# Setup

In [18]:
from dataclasses import dataclass
import math
import os
from pprint import pprint

import datasets
from jaxtyping import Float, Int
import torch as t
from torch import Tensor
from torch.utils.data import DataLoader
from transformer_lens import HookedTransformer
from transformer_lens.utils import tokenize_and_concatenate
from tqdm.notebook import tqdm
import wandb

import C1P1_solutions as solutions
from C1P1__mj_implementation import Config, DemoTransformer, get_log_probs

os.environ["CUDA_LAUNCH_BLOCKING"] = "1"

## Set device

In [2]:
device = t.device(
    "mps"
    if t.backends.mps.is_available()
    else "cuda"
    if t.cuda.is_available()
    else "cpu"
)
print(device)

cuda


## Load GPT-2 Small

In [3]:
reference_gpt2 = HookedTransformer.from_pretrained(
    "gpt2-small",
    fold_ln=False,
    center_unembed=False,
    center_writing_weights=False,
    device=device,
)



Loaded pretrained model gpt2-small into HookedTransformer


  return t.to(


# Training a Transformer

### Learning Objectives

- Understand how to train a transformer from scratch.

- Write a basic transformer training loop.

- Interpret the transformer's failing cross entropy loss with reference to features of the training data
  - E.g., bigram frequencies.

## Create Model

- We'll train a 2L, 4 heads per layer model, with context length 256, for 10*200 steps of batch size 16, just to show what it looks like

In [4]:
model_cfg = Config(
    debug=False,
    d_model=256,
    n_heads=4,
    d_head=64,
    d_mlp=1024,
    n_layers=2,
    n_ctx=256,
    d_vocab=reference_gpt2.cfg.d_vocab,
)
model = DemoTransformer(model_cfg)

## Training Arguments 

In [5]:
@dataclass
class TransformerTrainingArgs:
    batch_size = 16
    epochs = 10
    max_steps_per_epoch = 200
    lr = 1e-3
    weight_decay = 1e-2
    wandb_project: str | None = "day1-demotransformer"
    wandb_name: str | None = None


args = TransformerTrainingArgs()

## Create Data

We load in a tiny dataset made by Neel Nanda, with the first 10K entries in the Pile (inspired by Stas' version for OpenWebText!)

In [6]:
dataset = datasets.load_dataset("NeelNanda/pile-10k", split="train").remove_columns(
    "meta"
)
print(dataset)
print(dataset[0]["text"][:100])

Dataset({
    features: ['text'],
    num_rows: 10000
})

• **Study questions**:
**a)** What learning rate does the notebook set in its training arguments?
**b)** Translate this sentence from the notebook into Spanish: "We load in a tiny dataset made by Neel Nanda, with the first 10K entries in the Pile (inspired by Stas' version for OpenWebText!)"
**c)** Transcribe the notebook from "# Training a Transformer" to "E.g., bigram frequencies.".

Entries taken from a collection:
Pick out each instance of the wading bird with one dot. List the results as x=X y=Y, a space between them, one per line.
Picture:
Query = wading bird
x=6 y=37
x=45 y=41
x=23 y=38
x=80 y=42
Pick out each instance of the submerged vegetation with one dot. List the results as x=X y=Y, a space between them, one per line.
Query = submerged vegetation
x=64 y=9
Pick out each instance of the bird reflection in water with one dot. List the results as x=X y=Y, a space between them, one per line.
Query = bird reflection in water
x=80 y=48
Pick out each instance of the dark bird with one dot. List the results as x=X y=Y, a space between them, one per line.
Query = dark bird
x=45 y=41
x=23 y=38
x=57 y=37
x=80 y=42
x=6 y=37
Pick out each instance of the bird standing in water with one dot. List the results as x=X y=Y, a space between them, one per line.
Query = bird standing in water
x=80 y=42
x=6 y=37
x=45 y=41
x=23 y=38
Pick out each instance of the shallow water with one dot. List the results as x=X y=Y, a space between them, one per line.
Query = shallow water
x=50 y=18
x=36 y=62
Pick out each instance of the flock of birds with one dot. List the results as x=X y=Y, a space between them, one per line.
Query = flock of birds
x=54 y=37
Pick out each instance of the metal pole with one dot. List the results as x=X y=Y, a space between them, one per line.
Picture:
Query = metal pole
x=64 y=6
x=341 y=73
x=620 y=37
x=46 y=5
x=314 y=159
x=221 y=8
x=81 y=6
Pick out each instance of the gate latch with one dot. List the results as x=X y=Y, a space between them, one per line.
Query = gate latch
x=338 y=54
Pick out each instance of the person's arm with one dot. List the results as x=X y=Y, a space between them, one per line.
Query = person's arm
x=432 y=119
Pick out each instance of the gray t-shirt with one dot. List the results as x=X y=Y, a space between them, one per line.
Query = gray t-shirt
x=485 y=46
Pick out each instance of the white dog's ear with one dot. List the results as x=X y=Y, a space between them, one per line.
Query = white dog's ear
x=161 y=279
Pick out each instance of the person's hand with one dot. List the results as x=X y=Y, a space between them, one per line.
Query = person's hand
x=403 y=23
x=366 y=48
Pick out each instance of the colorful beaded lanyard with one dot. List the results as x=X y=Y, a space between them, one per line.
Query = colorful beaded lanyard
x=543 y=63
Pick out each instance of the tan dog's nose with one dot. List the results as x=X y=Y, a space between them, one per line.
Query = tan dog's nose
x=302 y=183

• **Solved problems**:
**a)** 1e-3

**b)** Cargamos un conjunto de datos diminuto creado por Neel Nanda, con las primeras 10K entradas del Pile (¡inspirado en la versión de Stas para OpenWebText!)

**c)**
# Training a Transformer

### Learning Objectives

- Understand how to train a transformer from scratch.

- Write a basic transformer training loop.

- Interpret the transformer's failing cross entropy loss with reference to features of the training data
  - E.g., bigram frequencies.